◆ **WHAT THIS TASK INVOLVES**: Search the material for the word "below" and report each line where it turns up.

◆ **MATERIAL PROVIDED**:

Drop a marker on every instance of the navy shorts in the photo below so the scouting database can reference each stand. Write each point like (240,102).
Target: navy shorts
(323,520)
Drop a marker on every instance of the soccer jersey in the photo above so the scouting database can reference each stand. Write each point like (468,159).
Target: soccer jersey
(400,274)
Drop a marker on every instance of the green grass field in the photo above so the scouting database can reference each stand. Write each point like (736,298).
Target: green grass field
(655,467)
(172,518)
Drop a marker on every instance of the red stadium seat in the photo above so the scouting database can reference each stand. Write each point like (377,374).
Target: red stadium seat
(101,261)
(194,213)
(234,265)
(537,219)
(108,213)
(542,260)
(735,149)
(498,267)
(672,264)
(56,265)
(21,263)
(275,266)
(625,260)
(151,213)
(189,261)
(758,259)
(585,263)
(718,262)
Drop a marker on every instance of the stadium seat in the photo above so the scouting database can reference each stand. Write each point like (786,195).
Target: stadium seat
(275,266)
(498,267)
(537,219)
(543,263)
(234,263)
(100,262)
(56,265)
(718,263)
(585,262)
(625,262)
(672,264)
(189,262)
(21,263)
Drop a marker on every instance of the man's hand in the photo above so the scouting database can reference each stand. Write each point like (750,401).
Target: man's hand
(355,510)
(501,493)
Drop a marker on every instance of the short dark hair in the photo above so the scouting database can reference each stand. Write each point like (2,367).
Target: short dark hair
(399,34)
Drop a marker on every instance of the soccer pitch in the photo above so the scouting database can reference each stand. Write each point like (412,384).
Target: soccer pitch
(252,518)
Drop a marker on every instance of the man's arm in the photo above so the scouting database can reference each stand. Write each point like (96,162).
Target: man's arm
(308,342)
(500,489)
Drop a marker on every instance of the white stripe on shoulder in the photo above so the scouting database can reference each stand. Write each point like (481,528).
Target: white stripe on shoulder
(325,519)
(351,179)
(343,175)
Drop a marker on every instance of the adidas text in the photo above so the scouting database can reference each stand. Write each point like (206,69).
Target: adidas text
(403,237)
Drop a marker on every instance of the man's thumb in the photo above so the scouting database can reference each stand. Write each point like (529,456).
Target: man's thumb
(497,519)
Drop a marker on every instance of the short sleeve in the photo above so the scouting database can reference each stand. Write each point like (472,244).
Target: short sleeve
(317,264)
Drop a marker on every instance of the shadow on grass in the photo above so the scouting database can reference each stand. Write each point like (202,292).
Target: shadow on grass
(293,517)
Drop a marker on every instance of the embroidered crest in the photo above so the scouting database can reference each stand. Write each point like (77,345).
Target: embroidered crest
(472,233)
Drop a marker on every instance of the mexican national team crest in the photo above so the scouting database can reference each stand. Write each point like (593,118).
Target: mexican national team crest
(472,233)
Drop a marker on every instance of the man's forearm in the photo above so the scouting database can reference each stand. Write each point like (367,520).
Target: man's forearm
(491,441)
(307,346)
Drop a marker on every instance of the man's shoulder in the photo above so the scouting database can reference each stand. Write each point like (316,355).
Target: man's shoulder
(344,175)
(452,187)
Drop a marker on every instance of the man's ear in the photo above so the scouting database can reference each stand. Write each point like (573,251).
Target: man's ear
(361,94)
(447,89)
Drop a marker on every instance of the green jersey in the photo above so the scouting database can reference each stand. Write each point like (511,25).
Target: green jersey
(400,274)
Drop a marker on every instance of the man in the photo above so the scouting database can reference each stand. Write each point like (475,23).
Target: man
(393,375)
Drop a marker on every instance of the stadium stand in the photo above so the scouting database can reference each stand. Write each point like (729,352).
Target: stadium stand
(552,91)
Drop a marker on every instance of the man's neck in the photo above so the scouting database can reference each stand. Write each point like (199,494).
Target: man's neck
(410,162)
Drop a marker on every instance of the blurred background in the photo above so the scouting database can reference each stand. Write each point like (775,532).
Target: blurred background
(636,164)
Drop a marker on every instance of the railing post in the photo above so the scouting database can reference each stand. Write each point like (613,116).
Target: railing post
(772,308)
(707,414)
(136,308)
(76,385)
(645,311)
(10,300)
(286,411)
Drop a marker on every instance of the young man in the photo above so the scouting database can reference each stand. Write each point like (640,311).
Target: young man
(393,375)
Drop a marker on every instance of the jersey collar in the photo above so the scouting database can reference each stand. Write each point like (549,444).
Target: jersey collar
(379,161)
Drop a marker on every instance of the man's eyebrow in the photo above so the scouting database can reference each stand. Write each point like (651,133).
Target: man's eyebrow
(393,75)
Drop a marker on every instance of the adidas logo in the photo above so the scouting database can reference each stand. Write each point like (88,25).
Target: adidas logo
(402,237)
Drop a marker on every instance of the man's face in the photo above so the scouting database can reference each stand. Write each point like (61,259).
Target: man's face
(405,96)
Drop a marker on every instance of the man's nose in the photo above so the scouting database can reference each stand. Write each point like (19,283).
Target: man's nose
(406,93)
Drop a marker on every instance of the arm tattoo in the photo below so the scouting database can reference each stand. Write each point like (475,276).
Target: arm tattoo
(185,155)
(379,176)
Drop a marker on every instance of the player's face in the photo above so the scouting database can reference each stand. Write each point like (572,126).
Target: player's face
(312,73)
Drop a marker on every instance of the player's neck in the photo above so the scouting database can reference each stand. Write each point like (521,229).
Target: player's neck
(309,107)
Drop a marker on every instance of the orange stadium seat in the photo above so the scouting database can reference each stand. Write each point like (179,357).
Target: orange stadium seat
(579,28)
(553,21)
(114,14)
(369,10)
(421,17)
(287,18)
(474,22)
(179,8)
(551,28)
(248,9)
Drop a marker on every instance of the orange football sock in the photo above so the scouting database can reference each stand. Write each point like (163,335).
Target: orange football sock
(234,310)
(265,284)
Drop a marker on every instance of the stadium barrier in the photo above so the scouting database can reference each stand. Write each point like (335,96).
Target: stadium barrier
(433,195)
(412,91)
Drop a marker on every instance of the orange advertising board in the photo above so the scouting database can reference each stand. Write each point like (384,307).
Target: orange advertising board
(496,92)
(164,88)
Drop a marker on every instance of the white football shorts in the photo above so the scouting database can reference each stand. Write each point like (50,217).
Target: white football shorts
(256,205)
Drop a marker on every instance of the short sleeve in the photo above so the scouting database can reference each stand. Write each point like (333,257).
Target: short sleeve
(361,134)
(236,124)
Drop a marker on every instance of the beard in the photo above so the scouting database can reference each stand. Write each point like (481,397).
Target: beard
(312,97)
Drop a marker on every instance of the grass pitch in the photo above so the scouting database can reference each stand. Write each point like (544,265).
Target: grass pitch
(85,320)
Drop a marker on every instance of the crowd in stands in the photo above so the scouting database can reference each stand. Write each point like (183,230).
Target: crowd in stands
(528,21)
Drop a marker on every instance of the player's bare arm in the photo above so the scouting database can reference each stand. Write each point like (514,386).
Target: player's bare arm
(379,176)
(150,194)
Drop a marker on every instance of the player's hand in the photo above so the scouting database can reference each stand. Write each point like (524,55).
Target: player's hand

◆ **EXERCISE OUTPUT**:
Drop a marker on every instance of the navy shorts in the photo below so the scouting database can reference each stand. Write each point like (240,102).
Drop a marker on every instance of the arm tattoo in the photo below so the scouting database can reference each stand. Write each point like (475,276).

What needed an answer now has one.